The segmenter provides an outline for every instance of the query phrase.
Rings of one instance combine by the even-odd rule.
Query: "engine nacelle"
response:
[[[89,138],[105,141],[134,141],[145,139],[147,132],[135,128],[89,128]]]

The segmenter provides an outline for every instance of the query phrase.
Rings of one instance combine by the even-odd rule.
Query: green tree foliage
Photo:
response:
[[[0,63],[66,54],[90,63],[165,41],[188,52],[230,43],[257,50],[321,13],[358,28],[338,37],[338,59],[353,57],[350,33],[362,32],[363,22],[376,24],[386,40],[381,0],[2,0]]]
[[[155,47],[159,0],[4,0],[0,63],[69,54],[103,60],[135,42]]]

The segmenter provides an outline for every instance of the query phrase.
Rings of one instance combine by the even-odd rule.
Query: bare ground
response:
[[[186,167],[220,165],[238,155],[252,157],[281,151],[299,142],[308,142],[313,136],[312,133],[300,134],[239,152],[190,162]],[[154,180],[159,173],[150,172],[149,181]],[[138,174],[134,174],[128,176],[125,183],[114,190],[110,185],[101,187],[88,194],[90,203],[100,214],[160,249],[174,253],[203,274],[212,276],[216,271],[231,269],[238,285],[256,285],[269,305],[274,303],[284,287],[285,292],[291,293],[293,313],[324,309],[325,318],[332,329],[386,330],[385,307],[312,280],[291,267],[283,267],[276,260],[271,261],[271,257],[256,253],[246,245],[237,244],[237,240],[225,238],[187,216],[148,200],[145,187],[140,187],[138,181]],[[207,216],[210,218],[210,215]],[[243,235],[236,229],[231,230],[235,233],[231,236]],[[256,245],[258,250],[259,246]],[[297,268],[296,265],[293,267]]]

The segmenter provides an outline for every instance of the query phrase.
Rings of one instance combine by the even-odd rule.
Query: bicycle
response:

__Requirement__
Copy everything from the start of the records down through the line containing "[[[155,47],[159,0],[4,0],[0,63],[69,54],[103,60],[135,42]]]", both ends included, without changing a single character.

__Answer to the problem__
The segmenter provides an outline for every instance of the query phrase.
Rings of one instance combine by the even-odd rule.
Query: "engine nacelle"
response:
[[[89,138],[105,141],[134,141],[145,139],[147,132],[135,128],[89,128]]]

The segmenter provides an outline for every instance of the query phrase.
Rings of one instance combine by the even-odd rule.
Query: green tree foliage
Photo:
response:
[[[0,63],[66,54],[90,63],[165,41],[188,52],[230,43],[257,50],[321,13],[358,28],[338,37],[338,59],[353,57],[350,33],[362,32],[363,22],[376,24],[386,40],[381,0],[2,0]]]
[[[155,47],[159,0],[4,0],[0,63],[69,54],[103,60],[135,42]]]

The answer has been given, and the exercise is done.